- WHAT YOU SHOULD DO:
Reproduce each of the following items word for word, with no changes.
** start of EXTRACTED ENTRIES **
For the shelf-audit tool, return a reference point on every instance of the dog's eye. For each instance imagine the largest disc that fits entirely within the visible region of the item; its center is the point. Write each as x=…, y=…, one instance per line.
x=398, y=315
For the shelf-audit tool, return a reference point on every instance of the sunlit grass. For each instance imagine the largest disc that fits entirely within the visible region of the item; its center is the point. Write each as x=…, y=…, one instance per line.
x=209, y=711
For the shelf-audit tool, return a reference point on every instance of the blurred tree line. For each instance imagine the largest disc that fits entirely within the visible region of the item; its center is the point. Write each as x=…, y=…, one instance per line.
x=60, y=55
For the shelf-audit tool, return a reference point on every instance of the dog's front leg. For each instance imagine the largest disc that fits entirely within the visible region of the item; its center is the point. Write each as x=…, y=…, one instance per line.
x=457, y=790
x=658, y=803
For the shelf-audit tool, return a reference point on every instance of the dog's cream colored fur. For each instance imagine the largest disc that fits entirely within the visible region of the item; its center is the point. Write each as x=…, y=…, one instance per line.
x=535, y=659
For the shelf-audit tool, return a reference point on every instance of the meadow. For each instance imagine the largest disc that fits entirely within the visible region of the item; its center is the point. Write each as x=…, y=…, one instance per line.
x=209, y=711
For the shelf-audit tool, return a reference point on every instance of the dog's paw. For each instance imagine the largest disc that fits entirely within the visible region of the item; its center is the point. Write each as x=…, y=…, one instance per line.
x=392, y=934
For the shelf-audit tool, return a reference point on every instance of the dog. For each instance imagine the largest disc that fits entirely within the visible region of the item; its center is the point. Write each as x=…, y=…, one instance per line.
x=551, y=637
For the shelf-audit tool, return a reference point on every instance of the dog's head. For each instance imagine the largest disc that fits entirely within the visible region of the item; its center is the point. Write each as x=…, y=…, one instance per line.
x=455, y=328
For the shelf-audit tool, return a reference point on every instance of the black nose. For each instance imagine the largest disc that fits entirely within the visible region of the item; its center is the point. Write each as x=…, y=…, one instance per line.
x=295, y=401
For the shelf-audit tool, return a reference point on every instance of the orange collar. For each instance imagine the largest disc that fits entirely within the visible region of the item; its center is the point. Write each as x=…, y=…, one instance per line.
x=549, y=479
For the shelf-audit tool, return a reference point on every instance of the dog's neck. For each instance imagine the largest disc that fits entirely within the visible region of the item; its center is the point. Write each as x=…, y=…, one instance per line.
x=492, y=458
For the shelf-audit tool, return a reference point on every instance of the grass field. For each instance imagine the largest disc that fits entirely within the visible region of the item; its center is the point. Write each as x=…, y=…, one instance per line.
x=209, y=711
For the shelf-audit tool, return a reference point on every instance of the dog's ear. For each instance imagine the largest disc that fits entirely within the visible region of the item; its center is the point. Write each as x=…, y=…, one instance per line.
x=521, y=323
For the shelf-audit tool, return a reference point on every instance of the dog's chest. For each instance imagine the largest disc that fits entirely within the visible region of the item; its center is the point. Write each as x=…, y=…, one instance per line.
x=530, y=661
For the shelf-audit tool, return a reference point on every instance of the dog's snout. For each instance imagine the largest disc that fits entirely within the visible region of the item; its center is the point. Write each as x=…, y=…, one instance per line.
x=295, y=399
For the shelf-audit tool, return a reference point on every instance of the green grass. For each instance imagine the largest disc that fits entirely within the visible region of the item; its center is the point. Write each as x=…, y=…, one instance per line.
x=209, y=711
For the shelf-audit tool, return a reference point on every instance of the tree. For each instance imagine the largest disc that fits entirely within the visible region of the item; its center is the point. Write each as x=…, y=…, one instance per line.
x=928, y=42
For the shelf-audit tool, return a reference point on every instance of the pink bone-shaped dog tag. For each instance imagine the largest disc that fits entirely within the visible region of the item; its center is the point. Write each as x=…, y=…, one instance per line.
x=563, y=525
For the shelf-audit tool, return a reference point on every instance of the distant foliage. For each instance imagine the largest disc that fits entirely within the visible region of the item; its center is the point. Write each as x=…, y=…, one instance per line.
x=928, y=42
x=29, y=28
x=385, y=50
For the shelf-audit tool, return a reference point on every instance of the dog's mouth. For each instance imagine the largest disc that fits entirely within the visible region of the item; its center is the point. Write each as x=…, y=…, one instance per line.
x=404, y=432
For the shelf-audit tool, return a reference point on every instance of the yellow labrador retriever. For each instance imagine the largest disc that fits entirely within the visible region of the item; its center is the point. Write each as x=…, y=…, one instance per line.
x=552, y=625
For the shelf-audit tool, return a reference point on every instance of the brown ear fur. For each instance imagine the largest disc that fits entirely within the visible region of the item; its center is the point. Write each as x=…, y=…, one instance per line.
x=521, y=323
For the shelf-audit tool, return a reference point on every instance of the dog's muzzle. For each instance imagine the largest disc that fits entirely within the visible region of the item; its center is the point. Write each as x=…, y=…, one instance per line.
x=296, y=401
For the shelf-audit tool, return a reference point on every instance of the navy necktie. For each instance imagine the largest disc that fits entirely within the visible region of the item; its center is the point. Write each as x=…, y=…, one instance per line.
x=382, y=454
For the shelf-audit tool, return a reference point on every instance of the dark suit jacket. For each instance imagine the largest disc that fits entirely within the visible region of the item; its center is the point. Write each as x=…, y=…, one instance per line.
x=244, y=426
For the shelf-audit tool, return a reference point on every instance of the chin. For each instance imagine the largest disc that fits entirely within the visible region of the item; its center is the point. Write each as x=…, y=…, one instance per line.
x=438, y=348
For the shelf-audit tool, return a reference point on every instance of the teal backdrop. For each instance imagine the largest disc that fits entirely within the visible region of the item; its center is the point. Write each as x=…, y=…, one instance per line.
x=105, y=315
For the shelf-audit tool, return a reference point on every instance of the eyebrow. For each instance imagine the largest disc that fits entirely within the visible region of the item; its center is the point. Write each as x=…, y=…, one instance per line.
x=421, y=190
** end of EXTRACTED ENTRIES **
- EXERCISE OUTPUT:
For the shelf-audit tool, return a reference point on every instance of the dog's eye. For each instance imagine the largest disc that fits entirely within the visible region of the item; its center is the point. Write each as x=…, y=…, one instance per line.
x=398, y=315
For the shelf-audit tool, return a reference point on every instance of the sunlit grass. For each instance imagine the largest disc that fits entirely within the visible region of the item; its center is the point. Write each as x=…, y=…, one instance per line.
x=209, y=711
For the shelf-audit tool, return a reference point on every instance of the blurred tree line. For each instance imagine the largest disc that fits entirely within the visible region of the item; its center is the point. Write each as x=…, y=…, one instance per line.
x=60, y=55
For the shelf-audit tool, return a reference point on every instance of the dog's front leg. For each instance imagine the largest disc that fits entirely within the visible region of the item; its center is the point. Write each as x=…, y=…, one instance per line.
x=457, y=790
x=658, y=803
For the shelf-audit tool, return a reference point on every instance of the dog's cream colored fur. For each instance imagine the largest disc that fits entirely within the visible region of the item; its center is the point. Write each as x=…, y=…, one instance per line.
x=535, y=659
For the shelf-audit tool, return a reference point on every instance of the meadow. For each instance imagine the largest disc that fits entirely within the visible region of the item; its center is the point. Write each as x=…, y=…, one instance per line.
x=209, y=711
For the shelf-audit tool, return a reference point on every instance of the dog's paw. For each instance imagine the largest disc that fits entirely within the visible region of the item; its center is the point. Write each as x=…, y=…, one instance per line.
x=392, y=934
For the shelf-audit tool, return a reference point on every instance of the dog. For each instance imagine the largest disc that fits entirely within the visible region of the item; its center is the point. Write each as x=…, y=…, one instance per line.
x=551, y=637
For the shelf-audit tool, return a reference point on every instance of the dog's head. For each instance imagine the largest disc that fits entirely within the visible region of the item; its center is the point. Write each as x=…, y=…, one instance per line.
x=455, y=328
For the shelf-audit tool, return a reference point on every instance of the black nose. For each instance imagine the largest disc that fits entirely within the visible region of the item; its center is the point. Write each as x=…, y=…, one instance per line.
x=295, y=401
For the shelf-audit tool, return a reference point on every instance of the orange collar. For each instance imagine the largest disc that fits entirely within the visible region of the item; its center is the point. Write each as x=…, y=…, one instance per line.
x=549, y=479
For the shelf-audit tool, return a reference point on every instance of the dog's neck. For each instance imagine the largest disc that fits entirely within the visible region of the item; its center is the point. Write each as x=…, y=…, one instance per line.
x=492, y=458
For the shelf-audit tool, return a reference point on every instance of the grass field. For each instance imagine the largest disc that fits entirely within the visible region of the item; its center is the point. Write each as x=…, y=…, one instance per line.
x=209, y=711
For the shelf-audit tool, return a reference point on every instance of the dog's ear. For each instance imagine the largest disc that fits entirely within the visible region of the item; its center is the point. Write each as x=…, y=…, one instance per line.
x=521, y=323
For the shelf-audit tool, return a reference point on every instance of the dog's chest. For each instance imagine the largest disc that fits entirely within the visible region of the item; its center is the point. Write each as x=…, y=…, one instance per line.
x=530, y=661
For the shelf-audit tool, return a reference point on every instance of the dog's snout. For each instance imagine the largest disc that fits entirely within the visible region of the item; its center is the point. Write each as x=…, y=…, one instance per line.
x=295, y=399
For the shelf-audit tool, return a reference point on every instance of the green grass. For each instance imagine the largest disc that fits entirely within the visible region of the item; its center is the point. Write each as x=…, y=…, one instance per line.
x=209, y=711
For the shelf-audit tool, return a reference point on every instance of the tree. For each instance imagine the largest disc that fits entirely within the visible region of the item; its center is the point. Write each as x=…, y=…, one instance per line.
x=928, y=42
For the shelf-audit tool, return a reference point on every instance of the pink bone-shaped dog tag. For each instance imagine the largest disc that fits entirely within the visible region of the item; its center is the point. Write each as x=…, y=…, one instance per line.
x=563, y=525
For the shelf-audit tool, return a reference point on every instance of the distant foliage. For each instance imagine the largest disc that fits entirely within the visible region of the item; its center is the point. Write each as x=…, y=…, one instance per line.
x=928, y=42
x=29, y=28
x=385, y=50
For the shelf-audit tool, return a reference point on every instance of the dog's mouth. For each instance imagine the largest disc that fits entirely within the visible region of the item; its center is the point. Write each as x=…, y=…, one instance per line.
x=404, y=432
For the shelf-audit tool, return a reference point on every instance of the yellow labrador retriever. For each instance imagine the largest disc that fits entirely within the visible region of the item; its center is the point. Write each as x=…, y=…, one instance per line.
x=552, y=625
For the shelf-audit tool, return a reference point on every instance of the brown ear fur. For each instance imagine the largest disc that fits entirely within the visible region of the item; its center is the point. Write each as x=…, y=…, one instance per line.
x=521, y=323
For the shelf-audit tool, return a reference point on every instance of the dog's muzzle. For each instance imagine the largest disc that fits entirely within the visible region of the item; its center is the point. Write each as x=…, y=…, one instance per line.
x=296, y=401
For the shelf-audit tool, return a reference point on every instance of the navy necktie. For each instance imagine the largest disc that fits entirely within the visible region of the item; its center is the point. Write each as x=…, y=…, one instance per line.
x=382, y=454
For the shelf-audit tool, return a reference point on every instance of the dark suit jacket. For each instance imagine the largest disc that fits entirely within the visible region of the item; its center is the point. Write each as x=…, y=…, one instance per line.
x=244, y=426
For the shelf-audit tool, return a reference point on every instance of the chin. For each instance imagine the largest disc that fits entirely within the visible region of the item; its center is the point. Write each as x=…, y=…, one instance per line.
x=438, y=348
For the shelf-audit tool, return a reference point on every instance of the teal backdrop. For each instance imagine the largest disc that fits entirely within the visible region of the item; its center is the point. Write each as x=…, y=…, one instance per line.
x=105, y=315
For the shelf-audit tool, return a reference point on every instance of the eyebrow. For each instance imagine the largest disc that fits entirely within the visible region of the item; its center is the point. Write each as x=…, y=…, one instance per line.
x=421, y=190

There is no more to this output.